*The problem*
All lines from the one containing "the wooden dining" to the end of the data below are to be returned exactly, both ends included, with nothing added.

*Records*
• • • • • • •

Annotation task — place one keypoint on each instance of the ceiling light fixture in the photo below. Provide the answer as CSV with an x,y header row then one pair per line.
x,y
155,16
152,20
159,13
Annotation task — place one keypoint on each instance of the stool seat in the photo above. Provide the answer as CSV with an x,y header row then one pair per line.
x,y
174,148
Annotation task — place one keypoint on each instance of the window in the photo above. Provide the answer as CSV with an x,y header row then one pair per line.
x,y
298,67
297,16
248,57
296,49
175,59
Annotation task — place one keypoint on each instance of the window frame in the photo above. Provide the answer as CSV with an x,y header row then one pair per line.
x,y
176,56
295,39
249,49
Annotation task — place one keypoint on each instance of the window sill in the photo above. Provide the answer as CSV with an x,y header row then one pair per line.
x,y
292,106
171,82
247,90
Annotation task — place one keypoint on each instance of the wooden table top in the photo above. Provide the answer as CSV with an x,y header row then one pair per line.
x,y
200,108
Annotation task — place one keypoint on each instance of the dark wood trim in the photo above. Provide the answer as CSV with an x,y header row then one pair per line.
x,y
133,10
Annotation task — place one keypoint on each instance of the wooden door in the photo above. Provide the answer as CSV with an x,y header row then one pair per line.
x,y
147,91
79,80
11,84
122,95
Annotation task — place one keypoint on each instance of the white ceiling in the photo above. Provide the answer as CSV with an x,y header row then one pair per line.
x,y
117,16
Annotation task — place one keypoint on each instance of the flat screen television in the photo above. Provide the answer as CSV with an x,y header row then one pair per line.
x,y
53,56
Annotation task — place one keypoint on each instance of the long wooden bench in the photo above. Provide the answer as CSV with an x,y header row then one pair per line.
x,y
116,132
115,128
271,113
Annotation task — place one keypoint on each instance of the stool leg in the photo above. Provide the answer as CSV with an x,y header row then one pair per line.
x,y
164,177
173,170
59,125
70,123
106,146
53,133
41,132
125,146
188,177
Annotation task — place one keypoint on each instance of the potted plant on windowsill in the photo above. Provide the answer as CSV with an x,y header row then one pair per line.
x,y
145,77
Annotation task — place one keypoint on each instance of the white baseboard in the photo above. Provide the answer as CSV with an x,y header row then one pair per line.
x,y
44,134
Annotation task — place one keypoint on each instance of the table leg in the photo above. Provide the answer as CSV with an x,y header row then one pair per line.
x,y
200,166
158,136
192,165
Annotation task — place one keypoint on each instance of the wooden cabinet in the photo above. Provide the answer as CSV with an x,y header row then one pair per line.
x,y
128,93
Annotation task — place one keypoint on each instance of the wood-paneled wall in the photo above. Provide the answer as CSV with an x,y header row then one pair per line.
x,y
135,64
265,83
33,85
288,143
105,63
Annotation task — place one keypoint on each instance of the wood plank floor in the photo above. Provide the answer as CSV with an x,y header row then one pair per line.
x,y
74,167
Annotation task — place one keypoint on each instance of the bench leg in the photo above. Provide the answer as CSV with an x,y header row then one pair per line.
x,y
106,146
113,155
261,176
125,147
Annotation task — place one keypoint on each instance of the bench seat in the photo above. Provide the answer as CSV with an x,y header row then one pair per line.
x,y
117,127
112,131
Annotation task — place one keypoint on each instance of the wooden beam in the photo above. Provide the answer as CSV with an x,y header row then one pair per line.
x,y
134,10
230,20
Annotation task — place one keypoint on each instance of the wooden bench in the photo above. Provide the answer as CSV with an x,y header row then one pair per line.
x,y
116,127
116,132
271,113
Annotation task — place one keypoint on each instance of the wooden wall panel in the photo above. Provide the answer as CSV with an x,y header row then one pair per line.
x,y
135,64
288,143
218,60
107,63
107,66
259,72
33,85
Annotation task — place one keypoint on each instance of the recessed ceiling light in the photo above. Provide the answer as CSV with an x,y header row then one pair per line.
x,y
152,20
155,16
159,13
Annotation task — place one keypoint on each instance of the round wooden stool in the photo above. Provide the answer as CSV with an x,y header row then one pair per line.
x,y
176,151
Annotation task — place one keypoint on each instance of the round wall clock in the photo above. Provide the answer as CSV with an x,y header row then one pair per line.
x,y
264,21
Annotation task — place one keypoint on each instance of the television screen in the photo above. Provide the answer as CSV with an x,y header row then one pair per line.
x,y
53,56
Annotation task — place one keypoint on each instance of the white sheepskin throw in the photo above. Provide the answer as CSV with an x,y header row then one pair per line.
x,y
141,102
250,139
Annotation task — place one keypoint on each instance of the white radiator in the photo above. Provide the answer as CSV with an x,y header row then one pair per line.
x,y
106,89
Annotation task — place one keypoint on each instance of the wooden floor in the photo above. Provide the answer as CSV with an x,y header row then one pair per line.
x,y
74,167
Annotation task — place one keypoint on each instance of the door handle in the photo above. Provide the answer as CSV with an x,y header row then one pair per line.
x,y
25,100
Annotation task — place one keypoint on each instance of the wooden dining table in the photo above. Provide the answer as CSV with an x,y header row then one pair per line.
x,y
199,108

• • • • • • •

*Your response*
Annotation task — place one keypoint on each instance of the wooden dining table in the photo above. Provide the answer as CSV with an x,y header row then one pair per line.
x,y
199,108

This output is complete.